[Referring expression data]
BEGIN

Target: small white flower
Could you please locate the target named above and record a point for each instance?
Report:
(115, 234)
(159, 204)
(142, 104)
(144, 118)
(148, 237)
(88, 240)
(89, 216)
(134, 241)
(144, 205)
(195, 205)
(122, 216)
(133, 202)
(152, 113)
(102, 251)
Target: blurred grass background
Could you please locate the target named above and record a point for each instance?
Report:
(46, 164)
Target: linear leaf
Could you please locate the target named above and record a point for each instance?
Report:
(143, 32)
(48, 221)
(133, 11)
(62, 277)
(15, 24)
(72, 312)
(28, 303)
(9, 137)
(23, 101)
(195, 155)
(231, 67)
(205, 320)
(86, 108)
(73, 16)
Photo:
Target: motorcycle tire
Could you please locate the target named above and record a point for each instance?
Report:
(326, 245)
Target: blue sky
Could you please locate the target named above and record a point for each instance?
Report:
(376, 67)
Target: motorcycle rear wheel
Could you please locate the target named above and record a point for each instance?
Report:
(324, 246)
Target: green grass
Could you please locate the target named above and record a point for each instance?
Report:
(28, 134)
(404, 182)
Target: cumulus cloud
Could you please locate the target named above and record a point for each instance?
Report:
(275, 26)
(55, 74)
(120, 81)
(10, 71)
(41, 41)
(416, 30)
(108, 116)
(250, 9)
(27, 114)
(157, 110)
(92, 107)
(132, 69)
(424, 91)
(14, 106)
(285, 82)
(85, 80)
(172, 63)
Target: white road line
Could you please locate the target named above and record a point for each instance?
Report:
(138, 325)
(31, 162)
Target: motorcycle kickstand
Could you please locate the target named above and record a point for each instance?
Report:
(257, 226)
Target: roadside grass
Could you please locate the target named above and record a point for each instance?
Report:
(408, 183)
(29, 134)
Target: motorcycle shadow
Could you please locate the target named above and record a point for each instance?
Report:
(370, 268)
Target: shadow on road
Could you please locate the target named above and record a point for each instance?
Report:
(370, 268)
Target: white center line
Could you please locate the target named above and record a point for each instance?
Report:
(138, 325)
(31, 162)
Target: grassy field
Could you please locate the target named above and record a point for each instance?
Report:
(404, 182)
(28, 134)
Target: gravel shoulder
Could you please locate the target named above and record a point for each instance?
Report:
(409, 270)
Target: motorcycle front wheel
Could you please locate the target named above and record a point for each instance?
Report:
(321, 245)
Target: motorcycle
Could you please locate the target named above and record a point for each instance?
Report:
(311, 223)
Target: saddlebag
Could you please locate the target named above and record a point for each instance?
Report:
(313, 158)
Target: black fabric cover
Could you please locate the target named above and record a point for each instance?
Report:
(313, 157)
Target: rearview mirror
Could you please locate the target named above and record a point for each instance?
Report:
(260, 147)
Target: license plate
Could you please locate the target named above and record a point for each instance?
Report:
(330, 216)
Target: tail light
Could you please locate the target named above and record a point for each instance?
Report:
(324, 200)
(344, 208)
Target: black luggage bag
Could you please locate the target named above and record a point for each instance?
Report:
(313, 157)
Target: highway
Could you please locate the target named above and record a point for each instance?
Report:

END

EXERCISE DETAILS
The records above should be transcribed in full, with no differences.

FINAL ANSWER
Target: small white flower
Could you please locate the target named above and record a point for each instance?
Report:
(115, 234)
(159, 204)
(142, 104)
(144, 118)
(148, 237)
(88, 240)
(89, 216)
(134, 241)
(144, 205)
(195, 205)
(122, 216)
(133, 202)
(152, 113)
(102, 251)
Target: blurred grass background
Could you please locate the target named above and record a point for each instance?
Report:
(46, 164)
Target: linear leaf
Could you please locate the target named above and record a point for each instance?
Report:
(143, 32)
(48, 221)
(133, 11)
(62, 277)
(15, 24)
(72, 312)
(28, 303)
(9, 137)
(23, 101)
(195, 155)
(231, 67)
(205, 320)
(86, 108)
(73, 16)
Photo:
Target: motorcycle tire
Could you please locate the target named above and record a point for each instance?
Report:
(326, 245)
Target: blue sky
Could you please locate the target named above and record a point for each instance?
Report:
(376, 67)
Target: motorcycle rear wheel
Could you please locate the target named above and record a point for each instance?
Report:
(324, 246)
Target: green grass
Could you please locate the target named above and record a point for each instance?
Report:
(28, 134)
(404, 182)
Target: cumulus cloud
Could you please locate the target named above and record a point for each instance?
Report:
(275, 26)
(55, 74)
(120, 81)
(10, 71)
(41, 41)
(416, 30)
(108, 116)
(250, 9)
(27, 114)
(157, 110)
(92, 107)
(132, 69)
(424, 91)
(14, 106)
(285, 82)
(85, 80)
(172, 63)
Target: white road line
Could you please locate the target named above and record a point for each instance?
Report:
(138, 325)
(31, 162)
Target: motorcycle kickstand
Could you please locate the target named above and record a point for each instance?
Report:
(257, 226)
Target: roadside grass
Could you please locate the target named above and record a point for each instance?
Report:
(408, 183)
(29, 134)
Target: motorcycle shadow
Could you please locate the target named above and record a point for each instance?
Report:
(370, 268)
Target: shadow on road
Could you please locate the target named above and record a point for each instance?
Report:
(370, 268)
Target: white center line
Could you please locate the target named above and record a point for each instance?
Report:
(138, 325)
(31, 162)
Target: grassy field
Could you please locate the target named above and record a point for each instance?
Report:
(404, 182)
(28, 134)
Target: gravel shoulder
Could you please locate the target named above and record a point for each instance?
Report:
(409, 270)
Target: motorcycle front wheel
Could you please locate the target named above and record a point for each instance?
Report:
(321, 245)
Target: motorcycle
Could you please locate the target named above and record a point for each instance?
Report:
(311, 223)
Target: saddlebag
Could you please locate the target named above and record a point for each instance?
Report:
(313, 158)
Target: black fabric cover
Could you please locate the target named above and record a point for each instance?
Report:
(313, 157)
Target: rearview mirror
Could you please locate the target named above and record a point for each instance?
Report:
(260, 147)
Target: license plate
Could you please locate the target named above and record a point for each instance?
Report:
(330, 216)
Target: tail light
Could you please locate the target named above and record a point for each instance?
Report:
(324, 200)
(344, 208)
Target: black luggage bag
Could you please locate the target named above and record a point for each instance?
Report:
(313, 157)
Target: highway
Could you please locate the target named above and record a point for each instance?
Report:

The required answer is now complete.